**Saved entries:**
----------

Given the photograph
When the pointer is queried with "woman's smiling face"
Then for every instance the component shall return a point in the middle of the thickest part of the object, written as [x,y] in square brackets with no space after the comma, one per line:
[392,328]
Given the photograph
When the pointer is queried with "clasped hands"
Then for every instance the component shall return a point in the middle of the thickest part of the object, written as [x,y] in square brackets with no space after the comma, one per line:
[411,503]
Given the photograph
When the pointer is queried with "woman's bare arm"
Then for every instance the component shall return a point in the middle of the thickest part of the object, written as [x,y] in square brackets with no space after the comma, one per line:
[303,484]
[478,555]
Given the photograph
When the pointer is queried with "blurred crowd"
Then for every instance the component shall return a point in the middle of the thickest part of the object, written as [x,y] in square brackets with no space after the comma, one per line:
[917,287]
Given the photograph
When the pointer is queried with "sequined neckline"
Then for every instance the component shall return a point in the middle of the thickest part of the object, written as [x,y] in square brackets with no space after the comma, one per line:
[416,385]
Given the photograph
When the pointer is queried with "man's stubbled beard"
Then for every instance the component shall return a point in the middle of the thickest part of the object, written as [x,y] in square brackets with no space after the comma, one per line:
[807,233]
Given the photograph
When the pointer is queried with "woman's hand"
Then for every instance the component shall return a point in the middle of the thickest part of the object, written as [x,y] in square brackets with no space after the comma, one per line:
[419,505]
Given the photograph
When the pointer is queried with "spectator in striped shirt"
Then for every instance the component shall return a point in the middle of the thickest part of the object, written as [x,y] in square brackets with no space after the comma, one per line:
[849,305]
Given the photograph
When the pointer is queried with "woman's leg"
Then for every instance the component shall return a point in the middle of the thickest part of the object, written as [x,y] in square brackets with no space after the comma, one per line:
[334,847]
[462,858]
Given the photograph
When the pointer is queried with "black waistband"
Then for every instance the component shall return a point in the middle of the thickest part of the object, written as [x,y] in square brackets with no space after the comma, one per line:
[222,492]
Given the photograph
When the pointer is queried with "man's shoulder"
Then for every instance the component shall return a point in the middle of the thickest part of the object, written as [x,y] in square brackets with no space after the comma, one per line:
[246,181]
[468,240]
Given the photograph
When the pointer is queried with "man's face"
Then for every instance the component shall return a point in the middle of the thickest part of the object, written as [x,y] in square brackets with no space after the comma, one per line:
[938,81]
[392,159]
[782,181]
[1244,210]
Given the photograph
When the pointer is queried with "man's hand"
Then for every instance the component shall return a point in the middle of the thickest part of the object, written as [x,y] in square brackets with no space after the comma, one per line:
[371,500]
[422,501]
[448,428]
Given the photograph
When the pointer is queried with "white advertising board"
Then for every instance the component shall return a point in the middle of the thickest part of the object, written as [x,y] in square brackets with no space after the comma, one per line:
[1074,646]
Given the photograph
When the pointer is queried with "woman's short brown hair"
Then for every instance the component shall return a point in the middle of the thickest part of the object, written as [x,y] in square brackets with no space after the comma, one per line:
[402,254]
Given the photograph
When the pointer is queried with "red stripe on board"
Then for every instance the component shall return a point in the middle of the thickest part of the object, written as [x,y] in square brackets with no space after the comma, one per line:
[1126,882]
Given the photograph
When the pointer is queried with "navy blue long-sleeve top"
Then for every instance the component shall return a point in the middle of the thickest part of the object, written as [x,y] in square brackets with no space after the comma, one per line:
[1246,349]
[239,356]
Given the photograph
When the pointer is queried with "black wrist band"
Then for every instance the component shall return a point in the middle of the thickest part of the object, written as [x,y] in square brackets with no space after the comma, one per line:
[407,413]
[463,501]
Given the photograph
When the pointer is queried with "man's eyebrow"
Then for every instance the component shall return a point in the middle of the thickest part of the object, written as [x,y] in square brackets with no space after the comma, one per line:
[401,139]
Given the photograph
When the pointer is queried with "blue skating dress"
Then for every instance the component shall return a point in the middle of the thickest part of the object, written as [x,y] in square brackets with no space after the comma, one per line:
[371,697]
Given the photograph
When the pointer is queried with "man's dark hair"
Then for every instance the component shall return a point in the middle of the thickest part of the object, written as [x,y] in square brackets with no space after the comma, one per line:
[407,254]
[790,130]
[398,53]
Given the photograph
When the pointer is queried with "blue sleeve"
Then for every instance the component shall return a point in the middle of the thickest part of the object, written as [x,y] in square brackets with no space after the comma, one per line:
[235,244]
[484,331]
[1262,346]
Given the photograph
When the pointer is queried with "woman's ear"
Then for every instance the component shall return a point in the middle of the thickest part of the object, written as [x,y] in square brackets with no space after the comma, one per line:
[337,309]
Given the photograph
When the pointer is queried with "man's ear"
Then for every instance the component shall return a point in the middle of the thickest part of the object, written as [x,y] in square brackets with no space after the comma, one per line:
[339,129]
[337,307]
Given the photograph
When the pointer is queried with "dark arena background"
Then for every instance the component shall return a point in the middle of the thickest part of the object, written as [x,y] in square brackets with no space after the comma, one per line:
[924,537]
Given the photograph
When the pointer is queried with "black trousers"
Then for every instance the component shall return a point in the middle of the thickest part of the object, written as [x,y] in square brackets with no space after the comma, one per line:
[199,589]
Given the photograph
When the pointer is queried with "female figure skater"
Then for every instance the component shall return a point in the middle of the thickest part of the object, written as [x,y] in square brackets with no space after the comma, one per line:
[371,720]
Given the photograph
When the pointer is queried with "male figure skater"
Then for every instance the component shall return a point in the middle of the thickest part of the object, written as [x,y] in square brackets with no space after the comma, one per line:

----------

**What is needed:**
Only lines that contain the string "woman" count; pick each one out of the records and copy it.

**Task answer:**
When the pointer is queried with "woman's smiling face"
When the pointer is queried with "woman's bare arm"
When the pointer is queried with "woman's hand"
When the pointer is queried with "woman's leg"
When the pointer is queried with "woman's short brown hair"
When the pointer is queried with "woman's ear"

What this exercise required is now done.